— Information shown —
_ _ _ _

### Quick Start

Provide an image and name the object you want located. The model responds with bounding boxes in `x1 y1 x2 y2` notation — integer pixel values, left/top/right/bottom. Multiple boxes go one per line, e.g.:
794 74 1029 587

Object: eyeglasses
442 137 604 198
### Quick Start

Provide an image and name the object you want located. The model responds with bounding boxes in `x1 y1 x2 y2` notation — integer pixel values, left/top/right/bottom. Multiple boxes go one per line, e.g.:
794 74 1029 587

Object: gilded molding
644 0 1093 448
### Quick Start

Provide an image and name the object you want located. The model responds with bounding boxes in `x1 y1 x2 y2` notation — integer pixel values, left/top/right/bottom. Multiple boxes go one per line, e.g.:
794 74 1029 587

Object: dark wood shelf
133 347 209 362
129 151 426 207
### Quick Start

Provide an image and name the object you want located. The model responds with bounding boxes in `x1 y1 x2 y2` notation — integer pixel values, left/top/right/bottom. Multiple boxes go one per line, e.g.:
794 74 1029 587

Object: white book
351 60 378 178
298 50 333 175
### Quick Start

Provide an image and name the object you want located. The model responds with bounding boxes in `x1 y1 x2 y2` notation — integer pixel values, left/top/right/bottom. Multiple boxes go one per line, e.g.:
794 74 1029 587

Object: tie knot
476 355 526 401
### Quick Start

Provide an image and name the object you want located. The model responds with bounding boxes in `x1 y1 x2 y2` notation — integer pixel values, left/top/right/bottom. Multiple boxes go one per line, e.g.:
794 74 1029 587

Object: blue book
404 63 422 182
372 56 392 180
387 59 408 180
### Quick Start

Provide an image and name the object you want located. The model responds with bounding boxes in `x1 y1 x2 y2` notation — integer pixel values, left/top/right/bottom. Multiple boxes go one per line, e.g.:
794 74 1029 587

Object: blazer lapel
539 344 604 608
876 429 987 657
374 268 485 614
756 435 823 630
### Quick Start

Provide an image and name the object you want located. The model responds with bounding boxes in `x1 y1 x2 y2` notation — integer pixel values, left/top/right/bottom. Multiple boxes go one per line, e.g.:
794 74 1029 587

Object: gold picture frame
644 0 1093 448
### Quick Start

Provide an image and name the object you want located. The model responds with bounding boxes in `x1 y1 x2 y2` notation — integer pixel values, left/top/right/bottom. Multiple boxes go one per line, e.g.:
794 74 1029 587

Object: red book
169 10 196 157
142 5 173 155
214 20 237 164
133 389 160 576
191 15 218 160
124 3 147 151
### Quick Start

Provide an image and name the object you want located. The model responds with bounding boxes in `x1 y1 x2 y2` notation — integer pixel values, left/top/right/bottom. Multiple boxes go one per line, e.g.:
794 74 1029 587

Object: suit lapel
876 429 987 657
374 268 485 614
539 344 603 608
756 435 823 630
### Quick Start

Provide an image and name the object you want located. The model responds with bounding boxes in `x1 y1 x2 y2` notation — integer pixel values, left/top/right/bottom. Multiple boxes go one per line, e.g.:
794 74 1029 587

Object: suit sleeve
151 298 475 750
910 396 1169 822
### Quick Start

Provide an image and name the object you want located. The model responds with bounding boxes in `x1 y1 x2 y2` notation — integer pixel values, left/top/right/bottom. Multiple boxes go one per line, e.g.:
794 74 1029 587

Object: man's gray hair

_ _ _ _

— Goal —
Rewrite all of the lines above, substituting "Getting Started" for each occurrence of "Quick Start". Leave every other character unchanged.

— Final result —
### Getting Started

Provide an image and name the object you want located. The model responds with bounding boxes in `x1 y1 x2 y2` notation — integer pixel values, left/top/right/bottom. Multiple boxes go one per line, e.g.:
794 74 1029 587

Object: eyeglasses
442 137 604 198
### Getting Started

Provide an image and name the object you want located. The model responds with bounding boxes in `x1 y1 x2 y2` notation — integer pixel values, left/top/right/bottom. Multiple boxes go one per line, e.g.:
794 74 1029 587

Object: gilded molding
644 0 1093 448
### Getting Started

Provide an image and name the object you want located. The model responds with bounding boxes in `x1 y1 x2 y2` notation — integer pixel values, left/top/right/bottom. Multiple boxes go one per line, e.g.:
794 74 1029 587

Object: dark wood shelf
133 347 209 362
129 151 426 207
### Getting Started

Provide an image and name the object you want located. The model responds with bounding boxes in `x1 y1 x2 y2` notation — integer pixel values, left/top/right/bottom. Multiple boxes go one per line, e.g.:
794 74 1029 587

Object: white book
351 60 378 178
298 50 333 175
### Getting Started

Provide an image and name the object you want located. The model responds with bounding boxes in `x1 y1 x2 y2` notation — integer pixel values, left/top/right/bottom. Multiple boxes go one per line, e.g.:
794 74 1029 587

Object: tie knot
476 355 526 401
### Getting Started

Provide an image and name the object you want located. The model responds with bounding boxes in `x1 y1 x2 y2` notation — integer pixel values, left/top/right/bottom. Multiple boxes go one per line, e.g.:
794 74 1029 587

Object: blue book
404 63 422 182
372 56 392 180
387 59 408 180
### Getting Started

Provide an image and name the object you want located. The model responds with bounding boxes in `x1 y1 x2 y2` notation — integer pixel values, left/top/right/bottom. Multiple boxes go one per line, e.g.:
794 74 1029 587

Object: blazer lapel
539 344 604 608
876 429 987 657
374 268 485 614
756 435 823 630
### Getting Started

Provide an image and name the object you want located. The model responds with bounding boxes in `x1 y1 x2 y2` notation — integer pixel values, left/top/right/bottom. Multiple boxes go one per line, e.g.:
794 74 1029 587

Object: gold picture frame
644 0 1093 448
### Getting Started

Provide an image and name the object you want located. The model responds with bounding boxes in `x1 y1 x2 y2` notation — integer pixel values, left/top/right/bottom. Multiple boxes go one per line, e.g.:
794 74 1029 587

Object: red book
169 10 196 157
142 5 173 155
214 20 237 164
133 389 160 576
191 15 218 160
124 3 147 151
### Getting Started

Provide an image and name the object you want located. The model responds with bounding boxes in `x1 y1 x2 y2` notation — integer pixel values, left/top/right/bottom. Multiple boxes go one per line, e.g.:
794 74 1029 587

Object: suit lapel
876 429 987 657
374 268 485 614
539 344 603 608
756 435 823 630
### Getting Started

Provide an image and name the object you want located. The model responds with bounding boxes in `x1 y1 x2 y2` notation — integer pixel values, left/top/right/bottom. Multiple boxes go one per line, e.g.:
794 74 1029 587

Object: suit sleeve
151 298 475 750
910 396 1169 822
### Getting Started

Provide an image and name the object you want located. The model responds with bounding boxes in `x1 y1 x2 y2` notation — integer pixel values, left/top/right/bottom. Multiple boxes go one per line, e.g.:
794 74 1029 587

Object: man's gray hair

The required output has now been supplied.